• _PASSAGE_:
[GitHub] [superset] Carla6-7 opened a new issue #18159: ## Preamble

GitBox Mon, 24 Jan 2022 21:51:33 -0800


Carla6-7 opened a new issue #18159:
URL: https://github.com/apache/superset/issues/18159



   ## Preamble
   
   This is the third part of my serie of design documentation on refactoring 
Kedro to make deployment easier:
   
   - The first part is described in the issue #770 and focuses on refactoring 
configuration to separate external and applicative configuration.
   - The second part is described in the issue #904 focuses on ``DataCatalog`` 
entries which have a compute/storage backend different than "python / in memory 
operations" (including SQl, Spark...). 
   - This third part focuses on the ability to modify the running logic at 
runtime, outside of the ``KedroSession``.
   
   ## Defining the feature: Modifying the running logic and distribute the 
modifier
   
   ### Current state of Kedro's extensibility
   
   There are currently several ways to extend Kedro natively, described 
hereafter:
   
   |What is extended|Use cases example|Kedro object|Registration|Popularity|
   |---|---|---|---|---|
   |Pipeline execution at runtime|-  change catalog entries on the fly (cache 
data, change git branch... <br /> - log data remotely (mlflow, neptune, dolt, 
store kedro-viz static files...) |Hooks (Pipeline, node)| - via an entrypoint 
<br /> -  OR manual declaration in settings.py|High: [a quick github 
search]((https://github.com/search?p=1&q=before_pipeline_run&type=Code)) shows 
that many users use hooks to add custom logic at runtime|
   |CLI command|- create a configuration file <br /> - profile a catalog entry 
<br /> - convert a kedro pipeline to an orchestrator <br /> - visualize the 
pipeline in a webrowser…|plugin click commands|- via an entrypoint|Medium: Seem 
to be a more adavced use mainly for plugin developpers|
   |Data sources connection|- Create a dataset which can connect to a new data 
source unsupported by kedro (GBQ, HDF, sklearn pipelines, Databrics, Stata, 
redis,…. are the most recent ones)|AbstractDataSet|As a module, which can be 
imported by its path in the DataCatalog|High: [a quick search in Kedro's past 
issues](https://github.com/quantumblacklabs/kedro/issues?q=is%3Aissue+dataset)

• _RECORDED INFORMATION_:
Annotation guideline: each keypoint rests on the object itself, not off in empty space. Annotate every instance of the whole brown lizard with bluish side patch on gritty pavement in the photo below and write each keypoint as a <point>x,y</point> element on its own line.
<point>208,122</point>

...

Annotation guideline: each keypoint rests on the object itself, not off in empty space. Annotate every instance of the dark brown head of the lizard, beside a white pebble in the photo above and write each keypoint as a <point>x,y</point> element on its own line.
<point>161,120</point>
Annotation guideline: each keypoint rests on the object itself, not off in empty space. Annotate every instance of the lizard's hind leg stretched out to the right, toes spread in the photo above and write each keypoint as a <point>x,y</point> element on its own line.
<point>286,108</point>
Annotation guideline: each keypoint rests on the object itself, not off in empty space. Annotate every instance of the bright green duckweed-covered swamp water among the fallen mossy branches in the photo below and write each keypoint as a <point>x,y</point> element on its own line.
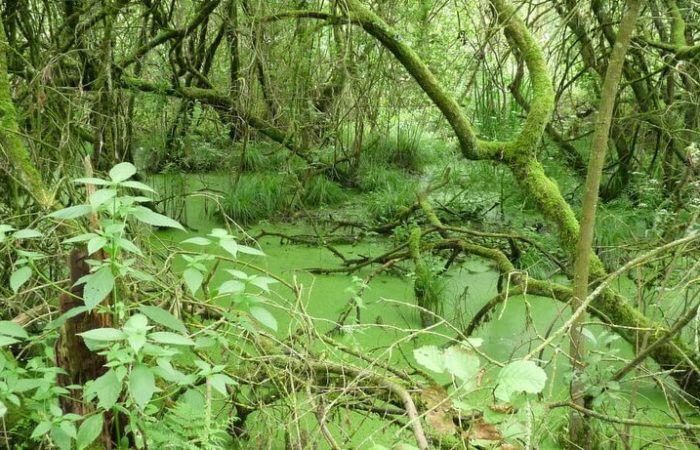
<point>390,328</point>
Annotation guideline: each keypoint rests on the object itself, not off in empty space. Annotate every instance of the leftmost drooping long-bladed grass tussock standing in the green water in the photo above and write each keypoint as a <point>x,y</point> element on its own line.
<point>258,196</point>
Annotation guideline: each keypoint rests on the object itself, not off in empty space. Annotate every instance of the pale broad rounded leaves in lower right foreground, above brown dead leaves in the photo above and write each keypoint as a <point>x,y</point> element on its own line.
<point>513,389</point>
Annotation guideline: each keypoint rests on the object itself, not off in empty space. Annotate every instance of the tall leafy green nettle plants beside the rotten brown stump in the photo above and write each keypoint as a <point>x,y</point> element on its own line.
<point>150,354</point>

• _WHAT THE EXERCISE ASKS_: Can you rewrite the Kedro refactoring issue between "This is the" and "(including SQl, Spark...).", inclusive, with "refactoring" replaced by "restructuring"?

• _OUTPUT FOR THIS EXERCISE_:
This is the third part of my serie of design documentation on restructuring 
Kedro to make deployment easier:
   
   - The first part is described in the issue #770 and focuses on restructuring 
configuration to separate external and applicative configuration.
   - The second part is described in the issue #904 focuses on ``DataCatalog`` 
entries which have a compute/storage backend different than "python / in memory 
operations" (including SQl, Spark...).